# Why do we have to make variables unique when evaluating $\lambda$-calculus?

I'm studying $$\lambda$$-calculus and came across a problem that I'm not sure how to understand. More specifically, it's about evaluating $$\lambda$$-calculus expressions using $$\beta$$-reduction.

I was taught that the basic steps for performing $$\beta$$-reduction are to

1. Find reducible expressions in the form of ($$\lambda x.e_1$$) $$e_2$$.

2. Rewrite the expression by substituting every free occurrence of $$x$$ in $$e_1$$ with $$e_2$$.

I've solved some exercise problems which seemed fairly simple to understand, but came across one that I couldn't understand the answer.

The expression in question is ($$\lambda x.$$($$\lambda y.x$$)) $$y$$, and after following the rules above I ended up with the result of $$\lambda y.y$$ after replacing the free occurrence of $$x$$ with $$y$$ in $$\lambda y.x$$. However, the correct answer seems to be $$\lambda y.x$$.

The rationale that I've been able to find is that before applying $$\beta$$-reduction, we have to change variables to be "unique."

Could someone explain the reasoning behind this for me please?

Items stored from a collection:

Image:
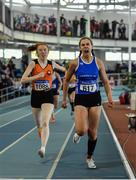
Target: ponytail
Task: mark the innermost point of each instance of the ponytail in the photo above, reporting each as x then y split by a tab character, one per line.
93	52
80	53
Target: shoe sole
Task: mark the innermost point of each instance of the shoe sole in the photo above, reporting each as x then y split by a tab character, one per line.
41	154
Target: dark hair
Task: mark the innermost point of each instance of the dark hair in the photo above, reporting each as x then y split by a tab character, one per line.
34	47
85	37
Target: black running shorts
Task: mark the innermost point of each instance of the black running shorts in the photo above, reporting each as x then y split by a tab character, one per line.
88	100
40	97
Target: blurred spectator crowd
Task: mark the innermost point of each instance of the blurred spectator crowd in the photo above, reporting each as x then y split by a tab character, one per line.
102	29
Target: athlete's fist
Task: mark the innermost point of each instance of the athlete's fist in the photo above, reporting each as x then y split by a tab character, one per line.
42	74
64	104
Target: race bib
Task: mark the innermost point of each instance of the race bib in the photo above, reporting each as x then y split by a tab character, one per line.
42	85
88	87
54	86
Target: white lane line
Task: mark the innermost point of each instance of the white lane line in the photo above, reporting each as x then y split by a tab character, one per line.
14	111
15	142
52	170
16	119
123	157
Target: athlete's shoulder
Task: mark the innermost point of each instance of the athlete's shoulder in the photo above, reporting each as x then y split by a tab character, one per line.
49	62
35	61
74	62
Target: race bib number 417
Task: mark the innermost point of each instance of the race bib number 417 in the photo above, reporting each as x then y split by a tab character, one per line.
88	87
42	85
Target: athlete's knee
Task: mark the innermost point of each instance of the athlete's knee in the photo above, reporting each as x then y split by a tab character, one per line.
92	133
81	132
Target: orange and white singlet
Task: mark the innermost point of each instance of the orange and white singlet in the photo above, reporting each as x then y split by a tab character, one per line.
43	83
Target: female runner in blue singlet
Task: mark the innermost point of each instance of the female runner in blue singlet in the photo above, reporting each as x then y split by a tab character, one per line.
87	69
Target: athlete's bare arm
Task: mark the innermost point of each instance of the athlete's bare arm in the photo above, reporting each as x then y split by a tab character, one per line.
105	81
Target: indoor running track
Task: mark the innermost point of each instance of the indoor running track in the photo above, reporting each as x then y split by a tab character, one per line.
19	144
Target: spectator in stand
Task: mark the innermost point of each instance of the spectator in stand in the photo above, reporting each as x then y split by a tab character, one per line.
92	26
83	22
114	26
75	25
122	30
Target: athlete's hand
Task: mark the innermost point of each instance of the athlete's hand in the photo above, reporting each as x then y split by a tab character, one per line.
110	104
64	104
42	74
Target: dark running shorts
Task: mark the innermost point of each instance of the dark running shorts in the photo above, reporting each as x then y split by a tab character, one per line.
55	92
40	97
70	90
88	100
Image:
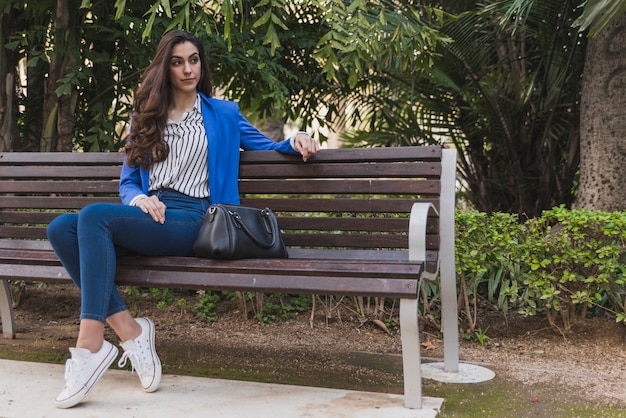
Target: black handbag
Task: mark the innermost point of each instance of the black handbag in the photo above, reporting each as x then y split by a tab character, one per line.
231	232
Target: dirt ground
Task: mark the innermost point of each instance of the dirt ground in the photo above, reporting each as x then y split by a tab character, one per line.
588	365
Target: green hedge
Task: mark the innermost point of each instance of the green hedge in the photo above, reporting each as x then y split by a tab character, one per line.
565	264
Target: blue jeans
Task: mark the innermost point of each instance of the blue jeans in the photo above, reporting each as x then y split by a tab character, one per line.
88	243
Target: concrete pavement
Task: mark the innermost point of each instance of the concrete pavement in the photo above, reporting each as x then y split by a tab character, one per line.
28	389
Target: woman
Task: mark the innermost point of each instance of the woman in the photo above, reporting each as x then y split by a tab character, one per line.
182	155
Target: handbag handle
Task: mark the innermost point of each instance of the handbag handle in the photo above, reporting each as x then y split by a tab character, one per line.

...

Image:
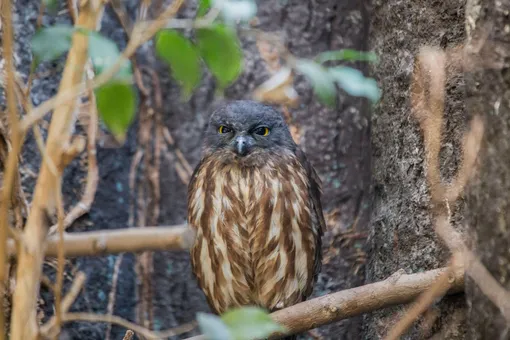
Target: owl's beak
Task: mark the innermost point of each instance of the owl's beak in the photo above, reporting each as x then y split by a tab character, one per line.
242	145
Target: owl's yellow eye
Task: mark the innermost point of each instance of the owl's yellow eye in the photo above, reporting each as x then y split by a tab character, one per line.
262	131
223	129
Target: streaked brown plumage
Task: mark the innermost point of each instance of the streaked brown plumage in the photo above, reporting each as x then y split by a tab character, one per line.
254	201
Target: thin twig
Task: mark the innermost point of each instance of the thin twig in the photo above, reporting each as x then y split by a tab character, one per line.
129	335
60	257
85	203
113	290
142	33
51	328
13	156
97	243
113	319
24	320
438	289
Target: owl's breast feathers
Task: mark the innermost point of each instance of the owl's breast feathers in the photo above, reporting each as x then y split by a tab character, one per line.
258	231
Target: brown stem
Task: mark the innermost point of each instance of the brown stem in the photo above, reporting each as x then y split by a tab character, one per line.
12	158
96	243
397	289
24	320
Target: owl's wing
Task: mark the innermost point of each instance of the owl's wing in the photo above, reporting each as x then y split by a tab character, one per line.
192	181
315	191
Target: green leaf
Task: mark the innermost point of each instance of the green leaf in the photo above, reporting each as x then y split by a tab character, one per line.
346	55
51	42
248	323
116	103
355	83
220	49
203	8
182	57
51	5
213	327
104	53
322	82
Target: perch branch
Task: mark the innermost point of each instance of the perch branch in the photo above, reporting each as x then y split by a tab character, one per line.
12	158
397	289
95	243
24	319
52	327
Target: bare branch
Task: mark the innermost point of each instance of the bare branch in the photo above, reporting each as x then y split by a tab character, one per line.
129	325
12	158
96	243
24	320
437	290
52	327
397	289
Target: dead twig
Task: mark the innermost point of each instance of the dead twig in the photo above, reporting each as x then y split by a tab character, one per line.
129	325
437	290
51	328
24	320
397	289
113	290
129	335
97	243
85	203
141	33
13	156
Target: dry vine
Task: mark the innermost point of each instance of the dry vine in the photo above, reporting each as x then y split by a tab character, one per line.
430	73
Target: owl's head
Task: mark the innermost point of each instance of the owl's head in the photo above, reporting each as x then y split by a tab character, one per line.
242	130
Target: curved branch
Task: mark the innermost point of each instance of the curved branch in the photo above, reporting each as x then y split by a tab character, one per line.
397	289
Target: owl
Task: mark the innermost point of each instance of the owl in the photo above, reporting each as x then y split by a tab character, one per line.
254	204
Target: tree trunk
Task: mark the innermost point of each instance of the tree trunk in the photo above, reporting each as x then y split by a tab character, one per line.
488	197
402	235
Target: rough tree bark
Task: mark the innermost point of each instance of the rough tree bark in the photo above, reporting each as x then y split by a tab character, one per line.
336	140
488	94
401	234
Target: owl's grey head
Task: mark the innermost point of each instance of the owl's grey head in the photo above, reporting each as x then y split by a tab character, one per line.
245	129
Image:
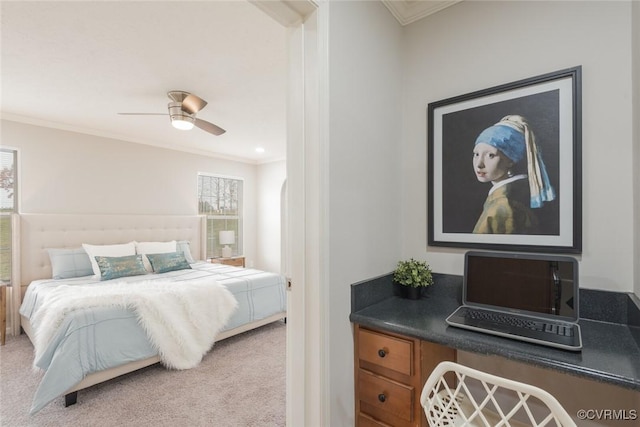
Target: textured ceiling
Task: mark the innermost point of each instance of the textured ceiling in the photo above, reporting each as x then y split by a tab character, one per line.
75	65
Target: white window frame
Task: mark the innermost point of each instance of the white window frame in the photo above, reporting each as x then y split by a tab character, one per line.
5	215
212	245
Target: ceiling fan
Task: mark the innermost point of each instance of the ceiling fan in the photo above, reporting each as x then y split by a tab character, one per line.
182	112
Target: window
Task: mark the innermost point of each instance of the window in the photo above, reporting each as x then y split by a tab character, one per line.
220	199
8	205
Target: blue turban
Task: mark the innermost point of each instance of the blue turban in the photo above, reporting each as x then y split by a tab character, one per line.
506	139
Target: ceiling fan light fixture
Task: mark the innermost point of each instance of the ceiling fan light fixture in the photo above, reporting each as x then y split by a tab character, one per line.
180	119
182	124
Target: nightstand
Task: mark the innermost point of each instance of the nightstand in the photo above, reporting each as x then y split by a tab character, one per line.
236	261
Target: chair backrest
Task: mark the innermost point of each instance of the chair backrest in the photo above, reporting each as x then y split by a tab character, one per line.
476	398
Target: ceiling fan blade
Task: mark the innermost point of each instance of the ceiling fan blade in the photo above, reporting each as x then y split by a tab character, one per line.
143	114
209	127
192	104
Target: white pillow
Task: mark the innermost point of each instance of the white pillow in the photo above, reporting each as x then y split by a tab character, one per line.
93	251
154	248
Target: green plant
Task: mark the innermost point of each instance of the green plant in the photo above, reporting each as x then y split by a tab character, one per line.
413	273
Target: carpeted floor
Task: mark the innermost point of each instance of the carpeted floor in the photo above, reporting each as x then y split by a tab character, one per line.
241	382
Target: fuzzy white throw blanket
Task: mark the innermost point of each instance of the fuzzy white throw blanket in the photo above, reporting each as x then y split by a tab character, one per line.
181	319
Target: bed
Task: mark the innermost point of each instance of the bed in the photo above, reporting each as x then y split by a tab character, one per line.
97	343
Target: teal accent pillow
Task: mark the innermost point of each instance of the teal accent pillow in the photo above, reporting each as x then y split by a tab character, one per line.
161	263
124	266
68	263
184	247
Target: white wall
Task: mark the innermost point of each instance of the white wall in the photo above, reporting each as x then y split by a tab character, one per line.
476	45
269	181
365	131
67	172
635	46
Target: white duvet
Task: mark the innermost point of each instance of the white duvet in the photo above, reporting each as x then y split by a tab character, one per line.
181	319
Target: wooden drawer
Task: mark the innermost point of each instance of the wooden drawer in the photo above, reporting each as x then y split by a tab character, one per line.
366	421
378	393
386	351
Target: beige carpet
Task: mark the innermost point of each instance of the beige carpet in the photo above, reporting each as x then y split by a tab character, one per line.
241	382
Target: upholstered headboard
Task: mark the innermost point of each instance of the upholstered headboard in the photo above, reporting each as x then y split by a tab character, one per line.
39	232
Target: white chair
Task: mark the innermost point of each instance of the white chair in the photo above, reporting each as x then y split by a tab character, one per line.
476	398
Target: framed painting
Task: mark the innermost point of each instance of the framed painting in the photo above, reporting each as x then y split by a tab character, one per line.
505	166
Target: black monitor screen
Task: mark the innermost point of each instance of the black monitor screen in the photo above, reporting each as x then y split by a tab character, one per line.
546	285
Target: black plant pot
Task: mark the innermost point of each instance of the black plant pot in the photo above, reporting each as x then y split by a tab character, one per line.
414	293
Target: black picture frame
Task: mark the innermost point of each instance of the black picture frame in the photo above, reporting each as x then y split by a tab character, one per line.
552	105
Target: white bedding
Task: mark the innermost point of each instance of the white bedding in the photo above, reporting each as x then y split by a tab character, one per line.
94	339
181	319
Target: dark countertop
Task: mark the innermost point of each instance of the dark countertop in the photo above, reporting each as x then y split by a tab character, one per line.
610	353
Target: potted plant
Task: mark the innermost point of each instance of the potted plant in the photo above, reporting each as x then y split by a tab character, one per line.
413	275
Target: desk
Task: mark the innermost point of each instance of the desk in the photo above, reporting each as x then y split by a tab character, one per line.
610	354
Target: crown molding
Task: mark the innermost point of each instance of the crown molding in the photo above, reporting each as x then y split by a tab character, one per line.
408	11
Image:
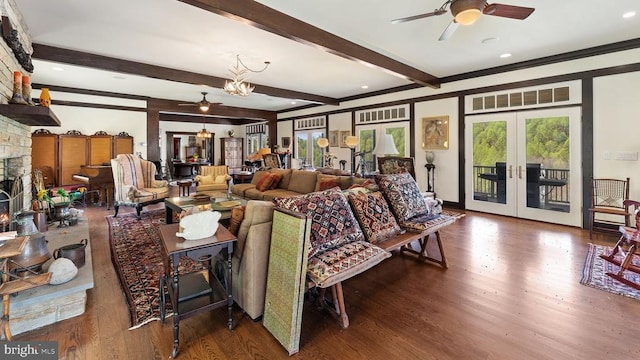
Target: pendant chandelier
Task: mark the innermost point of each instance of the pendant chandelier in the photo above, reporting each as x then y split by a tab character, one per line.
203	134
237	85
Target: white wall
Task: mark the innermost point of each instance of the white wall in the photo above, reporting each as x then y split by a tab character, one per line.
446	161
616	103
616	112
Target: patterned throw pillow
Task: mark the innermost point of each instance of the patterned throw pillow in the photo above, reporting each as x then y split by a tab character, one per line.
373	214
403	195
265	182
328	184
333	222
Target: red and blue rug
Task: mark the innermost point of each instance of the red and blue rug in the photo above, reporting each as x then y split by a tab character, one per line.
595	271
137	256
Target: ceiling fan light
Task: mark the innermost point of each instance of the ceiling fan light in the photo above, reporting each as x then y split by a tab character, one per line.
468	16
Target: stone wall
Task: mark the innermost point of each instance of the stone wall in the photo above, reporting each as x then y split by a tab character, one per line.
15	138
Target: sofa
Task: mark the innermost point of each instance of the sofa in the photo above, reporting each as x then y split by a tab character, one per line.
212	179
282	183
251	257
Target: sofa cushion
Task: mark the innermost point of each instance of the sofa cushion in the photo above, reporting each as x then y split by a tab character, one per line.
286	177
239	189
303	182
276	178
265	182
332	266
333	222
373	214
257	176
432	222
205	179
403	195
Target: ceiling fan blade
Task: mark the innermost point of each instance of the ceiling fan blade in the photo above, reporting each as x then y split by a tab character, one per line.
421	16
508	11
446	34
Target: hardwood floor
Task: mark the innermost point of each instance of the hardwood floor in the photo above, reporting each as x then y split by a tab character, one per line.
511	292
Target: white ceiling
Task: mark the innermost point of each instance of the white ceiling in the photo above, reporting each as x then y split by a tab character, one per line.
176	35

DIRECTION:
Write out the post on unique variables in λ-calculus evaluation word for word, from its title to its final line.

REPLY:
# Why do we have to make variables unique when evaluating $\lambda$-calculus?

I'm studying $$\lambda$$-calculus and came across a problem that I'm not sure how to understand. More specifically, it's about evaluating $$\lambda$$-calculus expressions using $$\beta$$-reduction.

I was taught that the basic steps for performing $$\beta$$-reduction are to

1. Find reducible expressions in the form of ($$\lambda x.e_1$$) $$e_2$$.

2. Rewrite the expression by substituting every free occurrence of $$x$$ in $$e_1$$ with $$e_2$$.

I've solved some exercise problems which seemed fairly simple to understand, but came across one that I couldn't understand the answer.

The expression in question is ($$\lambda x.$$($$\lambda y.x$$)) $$y$$, and after following the rules above I ended up with the result of $$\lambda y.y$$ after replacing the free occurrence of $$x$$ with $$y$$ in $$\lambda y.x$$. However, the correct answer seems to be $$\lambda y.x$$.

The rationale that I've been able to find is that before applying $$\beta$$-reduction, we have to change variables to be "unique."

Could someone explain the reasoning behind this for me please?